▶ _Text provided_
○ ○ ○ ○

Skip to main content

MARSA (Multiple-Aspect Rule-Based Sentiment Annotator) is a lightweight assistant for aspect-sentiment pair extraction and correction.

Project description

MARSA

MARSA is a lightweight tool designed to streamline aspect-based sentiment analysis (ABSA) by automating the extraction and pre-labeling of aspect-sentiment pairs from review-style text. MARSA combines rule-based aspect extraction with sentiment analysis to accelerate the long process of manually labeling text data. It is especially useful for analyzing social media content such as Reddit comments and Twitter posts and mining product reviews from platforms like Amazon and Yelp.

The tool simplifies ABSA by identifying multiple aspects within a single sentence and automatically assigning initial sentiment scores using VADER. Users can define custom aspect terms and categories to tailor the analysis to their needs. MARSA also supports exporting results in JSON or CSV formats for easy manual review or use in training models. It can be accessed via command line or Python API, offering convenient ways to interact with it.

Pipeline Architecture

MARSA uses a two-stage pipeline:

  1. Aspect Extraction: Rule-based matching using configurable phrase dictionaries
  2. Sentiment Analysis: VADER sentiment analyzer processes text within the specified context window around each detected aspect

Installation

Install with pip

pip install marsapy

Install with uv

uv add marsapy

For GPU support (optional):

pip install torch torchvision --index-url https://download.pytorch.org/whl/cu129
uv add torch --index pytorch-cu129 --index-url https://download.pytorch.org/whl/cu129

Quick Start

Command Line

# Analyze a single text string
marsa analyze-text "Great camera but poor battery" --config config.yaml --output results.json --context-window 3
# Analyze a file of comments (short notation)

○ ○ ○ ○

▶ _Dataset section_
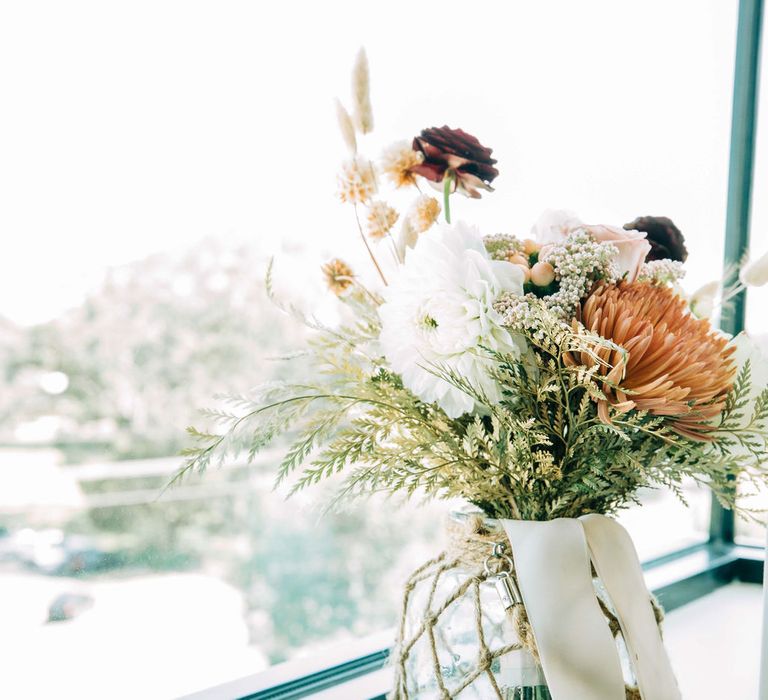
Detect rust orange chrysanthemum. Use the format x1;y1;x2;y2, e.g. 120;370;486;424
567;282;736;440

○ ○ ○ ○

▶ _Task objective_
According to the MARSA project description, which two formats can results be exported in?

▶ _Reply_
JSON or CSV.